» **Data shown**
^^^^^^^^^^^^^^^^

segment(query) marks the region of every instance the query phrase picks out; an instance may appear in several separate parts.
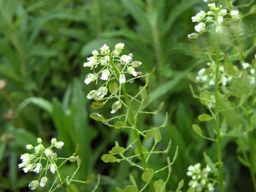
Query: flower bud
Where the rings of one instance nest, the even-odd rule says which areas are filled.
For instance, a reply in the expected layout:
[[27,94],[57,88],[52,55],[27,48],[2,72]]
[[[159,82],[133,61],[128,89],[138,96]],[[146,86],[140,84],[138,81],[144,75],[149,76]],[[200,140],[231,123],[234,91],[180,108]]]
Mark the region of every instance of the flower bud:
[[44,187],[47,183],[48,178],[46,177],[42,177],[40,180],[40,187]]
[[34,190],[37,188],[37,187],[38,187],[38,186],[39,186],[39,181],[37,180],[34,180],[29,183],[29,184],[28,185],[28,187],[29,188],[30,190]]

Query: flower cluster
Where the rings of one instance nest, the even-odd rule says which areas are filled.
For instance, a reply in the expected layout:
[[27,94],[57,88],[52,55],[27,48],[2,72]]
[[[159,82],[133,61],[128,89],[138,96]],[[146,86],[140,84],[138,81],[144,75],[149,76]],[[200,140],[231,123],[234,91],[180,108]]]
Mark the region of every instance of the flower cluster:
[[[195,191],[214,191],[215,182],[211,182],[208,175],[211,170],[208,165],[201,169],[201,164],[197,163],[194,165],[190,165],[188,168],[187,176],[192,180],[188,185],[195,189]],[[214,181],[214,180],[213,180]]]
[[[240,18],[239,11],[232,10],[229,13],[222,6],[216,6],[215,3],[209,4],[209,11],[205,12],[201,11],[196,15],[192,17],[192,22],[198,23],[195,26],[195,30],[197,33],[188,35],[190,38],[196,38],[198,36],[207,31],[209,28],[214,27],[215,32],[221,34],[223,32],[223,22],[224,19],[238,20]],[[227,15],[229,15],[227,17]]]
[[34,153],[25,153],[21,156],[22,162],[19,164],[19,168],[22,168],[25,173],[35,172],[41,173],[40,176],[37,180],[34,180],[28,185],[29,188],[34,190],[39,186],[44,187],[47,183],[47,172],[50,170],[54,174],[58,168],[55,161],[58,160],[56,153],[53,148],[61,149],[64,143],[57,141],[56,138],[51,140],[51,145],[49,147],[45,147],[42,144],[42,140],[37,138],[38,145],[34,147],[31,144],[27,145],[26,148],[29,150],[34,150]]
[[242,62],[242,67],[243,69],[248,73],[248,77],[250,79],[250,85],[252,86],[254,85],[255,84],[255,69],[248,62]]
[[[208,62],[207,65],[209,67],[208,68],[203,68],[198,72],[198,75],[195,79],[198,82],[204,82],[206,87],[212,86],[215,84],[216,66],[214,62]],[[226,74],[223,66],[219,67],[219,84],[222,86],[226,86],[228,83],[232,81],[232,76]]]
[[[101,101],[103,105],[110,98],[117,99],[117,101],[112,104],[111,113],[114,113],[122,108],[122,101],[120,98],[122,85],[127,81],[132,82],[133,79],[142,75],[141,72],[137,72],[135,69],[142,64],[141,62],[133,61],[133,54],[132,54],[121,55],[124,47],[123,43],[117,44],[114,49],[110,51],[109,47],[104,44],[100,48],[100,52],[97,50],[93,51],[93,56],[87,58],[87,61],[85,62],[83,65],[85,67],[90,67],[93,71],[93,73],[89,73],[86,75],[84,80],[85,84],[88,84],[91,82],[96,82],[97,84],[99,78],[103,81],[103,83],[98,90],[91,90],[89,92],[87,98],[97,101]],[[99,68],[98,70],[97,70],[97,68]],[[131,75],[132,77],[129,81],[126,80],[127,74]],[[109,92],[108,85],[111,82],[115,83],[117,82],[117,87],[114,91],[110,92],[110,97],[104,98]],[[119,94],[117,95],[118,92]]]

^^^^^^^^^^^^^^^^

» **Short problem**
Reproduce all of the lines above verbatim, leaving out the picture.

» **Exercise output**
segment(query) marks the region of every instance the query phrase picks out; an instance may appear in several separate parts.
Query: flower bud
Where the rings of one instance nest, the even-odd rule says which areas are filled.
For instance, a reply in the expected layout:
[[27,94],[57,88],[52,55],[27,48],[2,72]]
[[[159,82],[133,61],[128,89],[138,96]],[[146,86],[140,84],[138,81],[144,75],[149,76]],[[200,140],[231,123],[234,91],[180,108]]]
Mark the region of every instance of the flower bud:
[[44,187],[47,183],[48,178],[46,177],[42,177],[40,180],[40,187]]
[[34,190],[37,188],[37,187],[38,187],[38,186],[39,186],[39,181],[37,180],[34,180],[29,183],[29,184],[28,185],[28,187],[29,188],[30,190]]

Query: flower cluster
Where the rings of one instance nest, the even-odd rule says which areas are filled.
For instance, a reply in the expected layout:
[[27,94],[57,88],[52,55],[27,48],[2,72]]
[[[159,82],[133,61],[128,89],[138,96]],[[146,86],[140,84],[138,81],[144,75],[149,76]],[[200,140],[231,123],[234,91],[180,108]]]
Mark the region of every instance of the flower cluster:
[[[195,191],[214,191],[215,182],[211,182],[208,175],[211,170],[208,165],[201,169],[201,164],[197,163],[194,165],[190,165],[188,168],[187,176],[192,180],[188,185],[195,189]],[[214,181],[214,180],[213,180]]]
[[[240,18],[239,11],[232,10],[229,13],[222,6],[216,6],[215,3],[209,4],[209,11],[205,12],[201,11],[196,15],[192,17],[192,22],[198,23],[195,26],[195,30],[197,33],[188,35],[190,38],[196,38],[198,36],[207,31],[209,28],[214,27],[215,32],[221,34],[223,32],[223,22],[224,19],[238,20]],[[227,15],[229,15],[227,17]]]
[[34,153],[25,153],[21,156],[22,162],[19,164],[19,168],[22,168],[25,173],[35,172],[41,173],[40,176],[37,180],[34,180],[28,185],[29,188],[34,190],[39,186],[44,187],[47,183],[47,172],[50,170],[54,174],[58,168],[55,161],[58,160],[56,153],[53,148],[61,149],[64,143],[57,141],[56,138],[51,140],[51,145],[49,147],[45,147],[42,144],[42,140],[37,138],[38,145],[34,147],[31,144],[27,145],[26,148],[29,150],[34,150]]
[[242,62],[242,67],[243,69],[248,73],[248,77],[250,79],[250,85],[252,86],[254,85],[255,84],[255,69],[248,62]]
[[[208,62],[207,65],[209,67],[208,68],[203,68],[198,72],[198,75],[195,79],[198,82],[204,82],[206,87],[212,86],[215,84],[216,66],[214,62]],[[226,74],[223,66],[219,67],[219,84],[222,86],[226,86],[228,83],[232,81],[232,76]]]
[[[101,101],[103,105],[110,98],[117,99],[117,101],[112,104],[111,113],[114,113],[122,108],[122,101],[120,98],[122,85],[127,81],[132,82],[133,79],[142,75],[141,72],[137,72],[135,69],[142,64],[141,62],[133,61],[133,54],[132,54],[121,55],[124,47],[123,43],[117,44],[114,49],[110,51],[109,47],[104,44],[100,48],[100,52],[97,50],[93,51],[93,56],[87,58],[87,61],[85,62],[83,65],[85,67],[90,67],[93,71],[93,73],[89,73],[86,75],[84,80],[85,84],[88,84],[91,82],[96,82],[97,84],[99,78],[103,81],[103,83],[98,90],[91,90],[89,92],[87,98],[97,101]],[[99,68],[98,70],[97,70],[97,68]],[[131,75],[132,77],[129,81],[126,80],[127,74]],[[109,92],[108,85],[111,82],[115,83],[117,82],[117,87],[114,91],[110,92],[110,97],[104,98]],[[119,94],[117,95],[118,92]]]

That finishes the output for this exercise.